* REQUIREMENT *
Type out the data again. Keep every line exactly the same.

☆ ☆ ☆ ☆ ☆

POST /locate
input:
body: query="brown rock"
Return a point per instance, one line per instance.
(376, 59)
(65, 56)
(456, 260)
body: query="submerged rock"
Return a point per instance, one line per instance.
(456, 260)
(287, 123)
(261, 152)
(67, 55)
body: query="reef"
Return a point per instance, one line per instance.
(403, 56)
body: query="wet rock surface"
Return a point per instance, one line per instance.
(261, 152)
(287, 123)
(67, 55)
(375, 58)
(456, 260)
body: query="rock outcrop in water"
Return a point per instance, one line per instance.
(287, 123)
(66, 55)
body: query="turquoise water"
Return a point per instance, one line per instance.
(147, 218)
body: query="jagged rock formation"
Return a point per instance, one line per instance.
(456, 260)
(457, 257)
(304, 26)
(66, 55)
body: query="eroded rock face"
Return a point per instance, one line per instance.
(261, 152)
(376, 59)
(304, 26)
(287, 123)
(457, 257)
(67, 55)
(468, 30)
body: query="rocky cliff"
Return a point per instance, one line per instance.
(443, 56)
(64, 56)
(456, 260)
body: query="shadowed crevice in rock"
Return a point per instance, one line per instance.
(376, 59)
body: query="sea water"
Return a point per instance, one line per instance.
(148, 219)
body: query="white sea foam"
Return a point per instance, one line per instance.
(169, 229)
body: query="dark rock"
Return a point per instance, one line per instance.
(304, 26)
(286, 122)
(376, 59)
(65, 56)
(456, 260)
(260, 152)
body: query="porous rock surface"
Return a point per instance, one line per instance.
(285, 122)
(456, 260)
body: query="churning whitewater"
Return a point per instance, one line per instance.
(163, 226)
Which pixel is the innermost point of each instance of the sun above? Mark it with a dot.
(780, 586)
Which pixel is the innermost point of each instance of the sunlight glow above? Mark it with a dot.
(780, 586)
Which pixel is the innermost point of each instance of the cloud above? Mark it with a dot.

☆ ☆ ☆ ☆ ☆

* WORKED SOLUTION *
POST /locate
input:
body: query="brown rock"
Return a point per instance, one line per instance.
(376, 59)
(65, 56)
(456, 260)
body: query="submerged rock"
Return a point per instance, one line per instance.
(456, 260)
(287, 123)
(261, 152)
(67, 55)
body: query="reef"
Return a point per instance, one line per instance.
(403, 56)
body: query="wet rock surface"
Return a point per instance, one line per instance.
(261, 152)
(287, 123)
(67, 55)
(375, 58)
(456, 260)
body: query="rock outcrop in water"
Return a point per instance, one line per instance.
(287, 123)
(66, 55)
body: query="turquoise water"
Return a point per instance, one line per instance.
(147, 218)
body: query="jagged rock formation"
Return a point per instance, one line per instance.
(456, 260)
(457, 257)
(304, 26)
(66, 55)
body: query="eroded rock face"
Return a point per instance, one line per instance.
(261, 152)
(376, 59)
(304, 26)
(287, 123)
(457, 257)
(67, 55)
(468, 30)
body: query="rocky cliff"
Return a point per instance, one line per instance.
(443, 56)
(64, 56)
(456, 260)
body: query="shadowed crevice in rock"
Return a point per instance, one line per instance.
(376, 59)
body: query="sea water"
Return a point per instance, one line per instance.
(148, 219)
body: query="white sea foam"
Return a point per instance, one line per instance.
(169, 229)
body: query="dark rock"
Return a point per instance, one line per instance.
(304, 26)
(286, 122)
(376, 59)
(65, 56)
(456, 260)
(260, 152)
body: query="porous rock surface"
Return a point per instance, one line per instance.
(285, 122)
(456, 260)
body: query="churning whitewater"
Return a point per instance, one line per instance.
(163, 226)
Which pixel is the innermost point of each instance of the sun above? Mark it with a dot.
(780, 586)
Which pixel is the innermost point of each instance of the sunlight glow above? Mark it with a dot.
(780, 586)
Which pixel is the innermost point of each instance of the cloud above? Mark it with a dot.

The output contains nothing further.